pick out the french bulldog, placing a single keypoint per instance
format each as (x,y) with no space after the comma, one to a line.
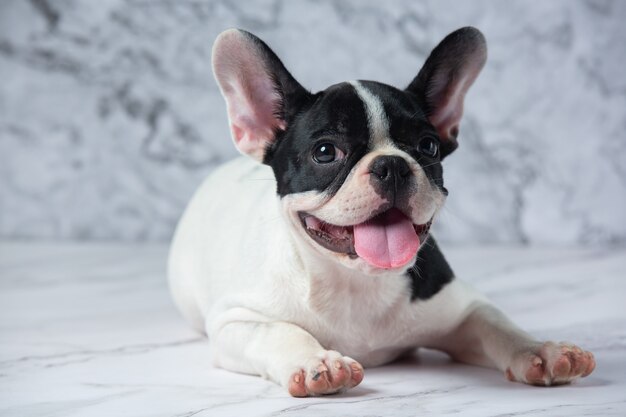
(311,257)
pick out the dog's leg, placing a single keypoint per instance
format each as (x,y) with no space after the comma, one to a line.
(488,338)
(283,352)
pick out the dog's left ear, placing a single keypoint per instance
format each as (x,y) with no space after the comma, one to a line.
(444,79)
(259,91)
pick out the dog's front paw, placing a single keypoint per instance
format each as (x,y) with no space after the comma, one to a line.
(327,373)
(551,364)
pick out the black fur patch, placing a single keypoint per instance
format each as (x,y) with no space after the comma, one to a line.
(336,115)
(430,273)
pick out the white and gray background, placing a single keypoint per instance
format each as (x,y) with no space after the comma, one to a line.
(110,117)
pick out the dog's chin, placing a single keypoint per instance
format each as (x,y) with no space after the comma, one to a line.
(340,241)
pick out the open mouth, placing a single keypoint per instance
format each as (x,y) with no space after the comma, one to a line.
(387,240)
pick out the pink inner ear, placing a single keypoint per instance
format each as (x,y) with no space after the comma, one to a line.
(449,108)
(446,95)
(251,97)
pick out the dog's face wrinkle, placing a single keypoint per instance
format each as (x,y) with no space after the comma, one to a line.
(336,116)
(407,126)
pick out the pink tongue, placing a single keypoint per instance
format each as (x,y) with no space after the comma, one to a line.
(386,241)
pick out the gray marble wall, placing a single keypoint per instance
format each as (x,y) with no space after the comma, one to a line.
(109,115)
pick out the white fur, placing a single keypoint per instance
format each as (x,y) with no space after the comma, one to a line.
(240,270)
(376,117)
(232,262)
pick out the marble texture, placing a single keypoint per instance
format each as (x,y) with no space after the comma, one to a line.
(110,118)
(89,330)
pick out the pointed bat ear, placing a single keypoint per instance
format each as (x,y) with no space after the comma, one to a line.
(444,79)
(257,88)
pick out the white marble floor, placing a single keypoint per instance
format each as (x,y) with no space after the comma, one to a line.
(89,330)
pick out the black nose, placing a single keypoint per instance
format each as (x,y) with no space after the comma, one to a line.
(390,171)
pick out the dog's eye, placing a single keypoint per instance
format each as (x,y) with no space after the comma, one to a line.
(428,147)
(325,153)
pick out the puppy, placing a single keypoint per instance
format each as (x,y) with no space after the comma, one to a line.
(312,258)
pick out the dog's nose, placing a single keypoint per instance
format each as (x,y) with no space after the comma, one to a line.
(391,171)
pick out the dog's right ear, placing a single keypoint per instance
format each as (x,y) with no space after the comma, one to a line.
(260,93)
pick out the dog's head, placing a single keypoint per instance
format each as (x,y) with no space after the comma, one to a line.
(358,165)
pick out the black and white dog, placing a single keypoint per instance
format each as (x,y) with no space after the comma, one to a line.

□ □ □ □ □ □ □

-- REQUIRED WORK --
Note every line of the entries in which "pink" appears, and copy it down.

-- TASK RESULT --
pick out the pink inner ear, placing a single keypoint per instance
pick out the pink tongue, placing a single keypoint per instance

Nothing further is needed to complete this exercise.